**Problems and tasks**
**a)** In the article on the Eugene police shooting, revise everything from "Officers repeatedly ordered" down to "nearly three years." so that "less-than-lethal rounds" takes the place of "less-lethal rounds".
**b)** According to the article on the Eugene police shooting, at what time did Salisbury's mother call police?
**c)** Condense the paragraph of the article on the Eugene police shooting that begins "The three officers involved" into a bulleted list that keeps its main facts.

**Given text**
• • •

Eugene Register-Guard, November 15, 2006
Eugene police fatally shot a 19-year-old man Tuesday who had threatened his parents with a knife during a violent rampage at the family home in the southwest hills.
An officer fired at the man after beanbag rounds failed to stop him from advancing on police with the knife, Eugene police Capt. Chuck Tilby said.
Ryan Stewart Salisbury, a 2005 graduate of Churchill High School, apparently suffered from bipolar disorder.
His mother called police at 2:47 a.m. from the family home on Skyview Lane and said her son had threatened to stab her and her husband, police said.
The family, including Salisbury’s two younger brothers and a young relative, locked themselves in a bedroom as Salisbury broke out windows and trashed the house.
Arriving officers immediately encountered Salisbury outside the house. He was armed with a large kitchen knife, Tilby said.
Officers repeatedly ordered him to drop the knife, but he did not comply, the captain said. Two officers, Rick Lowe and John Sharlow, fired the beanbag rounds at him as he advanced on police, but the less-lethal rounds had no effect, Tilby said.
A third officer, Shawn Trotter, fired his gun to stop Salisbury, who police said was posing an “immediate threat.” Salisbury fell at the bottom of the driveway.
He was pronounced dead at Sacred Heart Medical Center.
Police said Trotter fired “multiple” shots, but did not disclose the exact number.
The three officers involved were placed on administrative leave, a routine measure in all officer-involved shootings. Lowe has been with the department for almost five years, Sharlow for six years and Trotter for nearly three years.
An autopsy was under way later Tuesday, and the Lane County District Attorney’s Office was reviewing the case.
Tilby said people with knives are just as dangerous as people armed with guns, especially in close proximity.
“They can close that distance rapidly before you can react,” he said. “There’s nothing about a knife that is not lethal. And the fact of the matter remains that we tried options that were less-than-lethal force, and pretty soon you’re out of options when the threat continues and is getting closer.”
Contrary to what people might see on television and the movies, officers are not trained to shoot people in the arms or legs. Police aim with the goal of stopping the person.
“The hand shot and the leg shot work pretty well in Hollywood, but they don’t work in real life,” Tilby said.
Salisbury lived at home with his family. He was to be best man in his older brother’s December wedding.
He had recently quit a job as a busboy at Ocean Sky Chinese restaurant in Eugene and was taking a photography course at Lane Community College, friend Austin White, 19, said. White and three other teens gathered at Hawkins View Park across from the stately Salisbury home Tuesday to mourn the death of their friend.
“He and I both were going to go to Lane to start our EMT courses,” White said. “We both wanted to be firefighters.”

• • •

**Supplied data**
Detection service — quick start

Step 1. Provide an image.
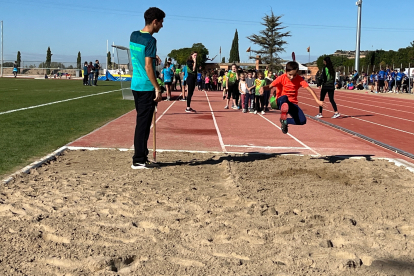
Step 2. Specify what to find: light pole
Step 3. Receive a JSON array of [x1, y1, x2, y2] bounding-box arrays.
[[355, 0, 362, 73], [0, 21, 3, 78]]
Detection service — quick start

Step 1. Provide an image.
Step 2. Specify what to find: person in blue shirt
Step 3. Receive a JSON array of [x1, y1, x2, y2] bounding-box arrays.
[[377, 69, 385, 92], [129, 7, 165, 169], [161, 62, 174, 101], [83, 61, 88, 85], [395, 71, 405, 93]]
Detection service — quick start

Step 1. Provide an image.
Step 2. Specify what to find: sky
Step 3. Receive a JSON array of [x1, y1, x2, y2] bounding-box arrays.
[[0, 0, 414, 63]]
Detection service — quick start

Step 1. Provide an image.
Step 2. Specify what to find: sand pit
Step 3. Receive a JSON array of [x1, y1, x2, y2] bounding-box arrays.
[[0, 150, 414, 275]]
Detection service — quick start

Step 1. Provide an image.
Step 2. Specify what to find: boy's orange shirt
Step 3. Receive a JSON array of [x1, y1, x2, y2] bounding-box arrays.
[[270, 73, 309, 104]]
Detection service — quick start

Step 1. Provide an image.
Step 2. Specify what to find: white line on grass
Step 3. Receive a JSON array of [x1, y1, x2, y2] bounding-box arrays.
[[301, 103, 414, 135], [224, 145, 308, 150], [259, 114, 320, 156], [204, 91, 228, 153], [0, 89, 122, 115]]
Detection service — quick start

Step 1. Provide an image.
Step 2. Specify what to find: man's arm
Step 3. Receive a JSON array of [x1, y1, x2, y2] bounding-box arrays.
[[305, 86, 325, 106], [145, 57, 162, 102]]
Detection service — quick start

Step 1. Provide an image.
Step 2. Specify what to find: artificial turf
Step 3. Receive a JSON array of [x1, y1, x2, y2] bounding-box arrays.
[[0, 78, 134, 178]]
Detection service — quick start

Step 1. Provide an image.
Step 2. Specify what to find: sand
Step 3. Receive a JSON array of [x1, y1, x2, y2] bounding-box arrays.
[[0, 150, 414, 275]]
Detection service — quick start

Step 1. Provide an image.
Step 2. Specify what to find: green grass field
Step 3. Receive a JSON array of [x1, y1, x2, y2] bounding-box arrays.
[[0, 78, 134, 178]]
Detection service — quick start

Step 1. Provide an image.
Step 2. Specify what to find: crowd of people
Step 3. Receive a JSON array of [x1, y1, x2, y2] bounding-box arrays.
[[335, 66, 414, 93], [83, 60, 101, 86]]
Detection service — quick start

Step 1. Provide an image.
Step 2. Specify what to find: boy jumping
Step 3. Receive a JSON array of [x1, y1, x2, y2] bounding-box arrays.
[[260, 61, 324, 134]]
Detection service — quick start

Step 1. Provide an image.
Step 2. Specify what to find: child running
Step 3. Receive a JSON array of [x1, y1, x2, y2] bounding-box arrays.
[[260, 61, 324, 134]]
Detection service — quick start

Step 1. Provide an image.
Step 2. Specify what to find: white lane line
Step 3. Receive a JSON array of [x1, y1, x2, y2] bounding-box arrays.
[[310, 94, 414, 114], [301, 102, 414, 135], [335, 90, 414, 108], [224, 145, 308, 150], [131, 93, 183, 151], [259, 114, 321, 156], [204, 91, 228, 153], [0, 89, 122, 115], [303, 97, 414, 123]]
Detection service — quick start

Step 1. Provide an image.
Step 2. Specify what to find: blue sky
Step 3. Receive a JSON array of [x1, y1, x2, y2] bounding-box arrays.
[[0, 0, 414, 65]]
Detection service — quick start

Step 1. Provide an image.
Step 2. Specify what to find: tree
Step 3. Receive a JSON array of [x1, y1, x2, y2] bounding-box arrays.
[[76, 51, 82, 69], [168, 43, 208, 66], [229, 29, 240, 63], [106, 52, 112, 69], [45, 47, 52, 75], [247, 10, 291, 69], [16, 51, 22, 73]]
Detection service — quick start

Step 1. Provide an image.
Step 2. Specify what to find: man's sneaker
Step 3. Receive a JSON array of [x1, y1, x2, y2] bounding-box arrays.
[[131, 160, 160, 170], [280, 103, 289, 121], [280, 118, 288, 134]]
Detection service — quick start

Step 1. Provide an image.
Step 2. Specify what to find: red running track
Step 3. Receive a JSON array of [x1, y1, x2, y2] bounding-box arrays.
[[299, 89, 414, 154], [69, 87, 411, 161]]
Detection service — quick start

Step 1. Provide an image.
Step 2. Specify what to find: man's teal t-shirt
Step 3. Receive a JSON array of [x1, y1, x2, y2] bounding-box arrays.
[[129, 31, 157, 91]]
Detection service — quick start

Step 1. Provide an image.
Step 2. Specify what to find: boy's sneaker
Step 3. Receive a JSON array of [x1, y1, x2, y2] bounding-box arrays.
[[280, 103, 289, 121], [280, 118, 288, 134], [131, 160, 160, 170]]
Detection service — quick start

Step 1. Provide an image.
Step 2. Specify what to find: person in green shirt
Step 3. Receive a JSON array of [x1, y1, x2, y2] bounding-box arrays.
[[224, 64, 239, 109], [254, 71, 266, 114]]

• • •

**Results in order**
**a)**
Officers repeatedly ordered him to drop the knife, but he did not comply, the captain said. Two officers, Rick Lowe and John Sharlow, fired the beanbag rounds at him as he advanced on police, but the less-than-lethal rounds had no effect, Tilby said.
A third officer, Shawn Trotter, fired his gun to stop Salisbury, who police said was posing an “immediate threat.” Salisbury fell at the bottom of the driveway.
He was pronounced dead at Sacred Heart Medical Center.
Police said Trotter fired “multiple” shots, but did not disclose the exact number.
The three officers involved were placed on administrative leave, a routine measure in all officer-involved shootings. Lowe has been with the department for almost five years, Sharlow for six years and Trotter for nearly three years.

**b)** 2:47 a.m.

**c)**
- All three officers were placed on administrative leave, which is routine in officer-involved shootings.
- Lowe: with the department for almost five years
- Sharlow: with the department for six years
- Trotter: with the department for nearly three years